Jede Kindheit spielt sich notgedrungen gewissermaßen im Kolonialgebiet der Älteren ab, die die Metropole darstellen, daran ist auch in unserer bundesrepublikanischen Wirklichkeit in vielen Aspekten kaum zu rütteln. Und darauf ob Eltern – und damit ihre Kinder – zu Hause Mozart oder Madonna hören, ob sie lesen oder sich durch Youtube klicken, wird wohl weiterhin von außerhalb des privaten Raumes kein direkter Einfluss genommen werden können.

In westlichen Demokratien hat das Kind inzwischen weitgehend einen Rechtsstatus als Subjekt gewonnen. Es darf in Deutschland zum Beispiel nicht eingesperrt oder ausgesperrt, physisch verletzt, gezüchtigt oder gedemütigt werden; allesamt Vorgänge, die Erwachsene der vorigen Generationen selbstverständlich fanden. Mit der expliziten Ausdehnung der Menschenrechte auf das Kind – wie zuvor auf die Frau – haben sich die rechtlichen und sozialen Positionen von Erwachsenen und Minderjährigen dramatisch verändert. Im Lauf der jüngsten Jahrzehnte haben die meisten westeuropäische Gesetzgeber die Parameter, innerhalb derer Sorge und Recht verhandelt werden, variiert, eingeschränkt und neu ausgestaltet.

» Auszüge der Datensätze

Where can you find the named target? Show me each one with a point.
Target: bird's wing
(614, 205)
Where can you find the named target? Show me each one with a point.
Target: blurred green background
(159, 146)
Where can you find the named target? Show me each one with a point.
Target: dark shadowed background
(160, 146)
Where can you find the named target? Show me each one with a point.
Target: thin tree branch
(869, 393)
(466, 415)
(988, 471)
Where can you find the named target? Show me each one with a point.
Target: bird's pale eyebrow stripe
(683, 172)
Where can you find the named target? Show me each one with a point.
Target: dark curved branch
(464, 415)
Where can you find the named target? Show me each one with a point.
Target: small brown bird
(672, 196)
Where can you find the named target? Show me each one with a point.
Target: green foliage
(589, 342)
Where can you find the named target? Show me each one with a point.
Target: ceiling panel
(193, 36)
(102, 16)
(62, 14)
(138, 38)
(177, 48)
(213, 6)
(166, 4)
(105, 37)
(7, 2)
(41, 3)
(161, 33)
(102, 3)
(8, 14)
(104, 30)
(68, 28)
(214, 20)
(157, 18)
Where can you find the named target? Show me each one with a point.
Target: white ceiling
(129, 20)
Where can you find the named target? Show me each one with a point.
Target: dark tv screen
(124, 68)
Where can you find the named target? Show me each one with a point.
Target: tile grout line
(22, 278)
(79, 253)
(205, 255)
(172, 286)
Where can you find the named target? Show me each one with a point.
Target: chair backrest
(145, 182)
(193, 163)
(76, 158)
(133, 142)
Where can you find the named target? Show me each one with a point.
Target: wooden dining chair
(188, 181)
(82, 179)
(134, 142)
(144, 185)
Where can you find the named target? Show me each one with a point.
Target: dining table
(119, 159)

» Aufgaben
• A. Was darf man laut dem Text über Kindheit in Deutschland mit einem Kind nicht tun?
• B. Schreib den Text über Kindheit nach seinem letzten Satz weiter.

» Antworten je Aufgabe
• A. Ein Kind darf nicht eingesperrt oder ausgesperrt, physisch verletzt, gezüchtigt oder gedemütigt werden.

• B.
Schon die Schulpflicht bedeutete ja einen gravierenden Eingriff in die traditionellen „Rechte“ von Eltern. Home schooling, in einigen Ländern erlaubt, ist in Deutschland nicht gestattet. So können etwa evangelikale oder neonazistische Eltern nicht erzwingen, dass ihre Kinder ausschließlich mit ihrem eigenen ideologischen Klima konfrontiert werden. Zum staatlichen Katalog zählen heute auch mehr oder minder verbindliche gesundheitliche Vorsorgeuntersuchungen von Babys und Kindern, eine Praxis, die in den Kontext der genannten Unterlassungspflichten hinsichtlich physischer und psychischer Verletzung und Verwahrlosung gehört.

Übernimmt der Staat zunehmend die Elternrolle?

Überall will der Gesetzgeber reinreden! Eltern werden vom Staat ihrer Rechte beraubt! So tönte es jahrzehntelang, insbesondere bei CDU und CSU, als die Abschaffung des „Züchtigungsrechts“ debattiert wurde. Wenn aber doch der Herrgott den Eltern befiehlt, die Rute nicht zu sparen? Ist dann bei einem Verbot nicht die Religionsfreiheit angegriffen?

So ist es. Wo strikte, konservative Gläubige gleich welcher Konfession ihre Schriften so auslegen, dass Kindern Gewalt angetan werden darf, schiebt das Gesetz einen Riegel vor. Denn der Staat hat über das Kindeswohl ein Wächteramt – das ist Gesetz.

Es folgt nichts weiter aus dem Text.